» WRITTEN TASKS:
• a. Edit the stadium camera policy post: rewrite everything from "I have been going" down to "are left unfettered.", replacing "NFL games" with "football games".
• b. List each year, decade or date that the stadium camera policy post gives in numerals.

I have been going to NFL games since the mid 1980’s and I have seen many changes since 9/11 that have made it increasingly difficult to take photographs at such events. Since then, many venues do not allow fans to bring in certain types of camera equipment, mainly “professional” cameras or lenses. Whether it is for security reasons or for image control reasons, it is often left up to individuals, often lower paid contracted security people, to define what is “professional” or not. In truth, this is an arbitrary term and as any first year law student would tell you not sufficiently descriptive to be understandable. The real impact of such vague definitions is that some people, people like me, are arbitrarily subject to increased scrutiny and action whereas others people in similar circumstances are left unfettered.
Why am I discussing this matter as opposed to subjecting you to my usual game day drivel? Well, the past two weeks I have been asked to stop taking photographs of the beautiful Charger Girls because there is an issue with the camera equipment that I have been using for the past several years. And I have been a season ticket holder since 1999 and have been taking photographs for all that time. My specific equipment may have changed over time, as I have upgraded, but it is essentially a DSLR and a long telephoto lens.
To their credit, the Chargers organization has had a very generous policy with respect to photographic equipment, that is digital and video photography is allowed provided it is for noncommercial use. But apparently this year, the policy has been amended to say that long or large lenses are not allowed. I have no real issue with their right to impose such restrictions, since it is their prerogative. The issue I have is that this new policy was not communicated to the season ticket holders in the A-Z fan guide provided, nor was it published anywhere on line. I only discovered this new policy when the security people stopped me from using my gear during the first quarter.

[Dataset rows]
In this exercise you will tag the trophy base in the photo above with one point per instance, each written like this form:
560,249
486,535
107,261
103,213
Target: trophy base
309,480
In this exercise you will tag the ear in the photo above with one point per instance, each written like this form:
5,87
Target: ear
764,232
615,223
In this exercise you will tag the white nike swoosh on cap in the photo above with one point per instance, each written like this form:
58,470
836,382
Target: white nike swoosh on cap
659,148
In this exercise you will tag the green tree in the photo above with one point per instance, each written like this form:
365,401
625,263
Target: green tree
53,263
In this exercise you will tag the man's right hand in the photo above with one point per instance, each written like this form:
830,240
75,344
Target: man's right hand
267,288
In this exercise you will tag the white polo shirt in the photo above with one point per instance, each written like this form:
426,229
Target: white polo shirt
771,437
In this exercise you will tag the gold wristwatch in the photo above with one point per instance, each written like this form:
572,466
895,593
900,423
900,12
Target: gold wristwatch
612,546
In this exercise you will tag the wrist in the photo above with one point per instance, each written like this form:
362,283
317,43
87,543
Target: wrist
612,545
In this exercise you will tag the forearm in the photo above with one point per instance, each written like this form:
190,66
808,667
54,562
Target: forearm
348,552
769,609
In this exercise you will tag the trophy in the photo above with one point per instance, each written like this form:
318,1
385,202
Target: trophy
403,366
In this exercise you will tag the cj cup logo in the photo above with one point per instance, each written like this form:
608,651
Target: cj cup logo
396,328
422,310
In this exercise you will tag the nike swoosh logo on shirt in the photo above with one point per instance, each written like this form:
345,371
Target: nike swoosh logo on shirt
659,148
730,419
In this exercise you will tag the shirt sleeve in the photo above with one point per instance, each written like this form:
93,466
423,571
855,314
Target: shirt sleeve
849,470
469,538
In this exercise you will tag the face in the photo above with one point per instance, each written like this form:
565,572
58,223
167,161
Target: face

» IN RESPONSE:
• a.
I have been going to football games since the mid 1980’s and I have seen many changes since 9/11 that have made it increasingly difficult to take photographs at such events. Since then, many venues do not allow fans to bring in certain types of camera equipment, mainly “professional” cameras or lenses. Whether it is for security reasons or for image control reasons, it is often left up to individuals, often lower paid contracted security people, to define what is “professional” or not. In truth, this is an arbitrary term and as any first year law student would tell you not sufficiently descriptive to be understandable. The real impact of such vague definitions is that some people, people like me, are arbitrarily subject to increased scrutiny and action whereas others people in similar circumstances are left unfettered.

• b.
- mid 1980's
- 9/11
- 1999